** Start PASSAGE GIVEN **
I think it's questionable to use the name of Frankenstein if you're not going to make an honest and good filmatization of the book. It feels like they only want to earn money from the name, and I feel that's wrong...


----------



## ravenus (Nov 12, 2004)

'Honest' has its limitations XQ. There's no point in just lifting the pages of a book and pasting them on screen unless you're making it for the benefit of illiterate people.

Every enterprise must have its creative freedom even if its an adaptation of another work...otherwise what's the point of doing it, just to satisfy a fanboy's ego?


----------



## Teresa Edgerton (Nov 12, 2004)

I don't remember Branagh's version being all that faithful to the original, but perhaps it got better as it progressed -- about halfway through it became so annoying that I stopped watching.  It really was quite overblown and dull.
** End PASSAGE GIVEN **
** Start DATASET CONTENT **
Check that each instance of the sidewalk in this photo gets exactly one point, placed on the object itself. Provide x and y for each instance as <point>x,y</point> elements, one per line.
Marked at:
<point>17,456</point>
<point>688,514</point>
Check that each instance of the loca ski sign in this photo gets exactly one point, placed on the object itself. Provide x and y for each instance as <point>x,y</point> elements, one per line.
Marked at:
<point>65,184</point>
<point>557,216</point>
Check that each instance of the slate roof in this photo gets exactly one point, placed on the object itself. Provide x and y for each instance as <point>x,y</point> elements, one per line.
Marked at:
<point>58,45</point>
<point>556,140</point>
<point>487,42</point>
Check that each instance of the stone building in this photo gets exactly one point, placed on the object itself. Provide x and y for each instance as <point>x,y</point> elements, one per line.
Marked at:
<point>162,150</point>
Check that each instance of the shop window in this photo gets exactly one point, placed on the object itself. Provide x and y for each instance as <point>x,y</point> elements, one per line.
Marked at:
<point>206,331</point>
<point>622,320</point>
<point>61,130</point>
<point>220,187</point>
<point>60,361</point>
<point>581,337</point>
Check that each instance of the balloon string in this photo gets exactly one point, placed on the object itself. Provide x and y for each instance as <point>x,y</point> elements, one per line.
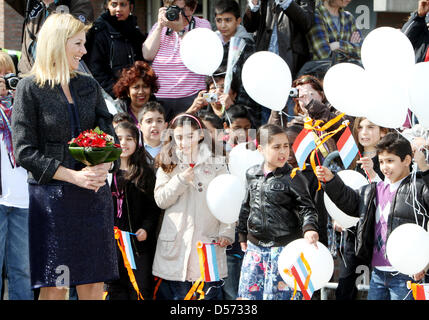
** End DATASET CONTENT **
**EXERCISE AIM**
Please pick up the forum discussion of Frankenstein film adaptations after its last post and continue it.

**REPLY**
But I don't think the stylistic problems mentioned in the review should be laid at Mary Shelley's door.  That's the way everyone wrote in the early 19th century, and compared to lots of other writers of the time her prose was pretty lean.  

It is an amazing story, and it must have been even more amazing to people who hadn't grown up with the basic storyline as all of us have.

The question that has always intrigued me is whether Victor Frankenstein's great "sin" was in creating the monster, or, having done so, rejecting it -- or perhaps creating it when he must ultimately reject it.  It's hard not to feel sorry for the monster, but we only have its own account of certain events as evidence of its finer feelings.


----------



## Brian G Turner (Nov 13, 2004)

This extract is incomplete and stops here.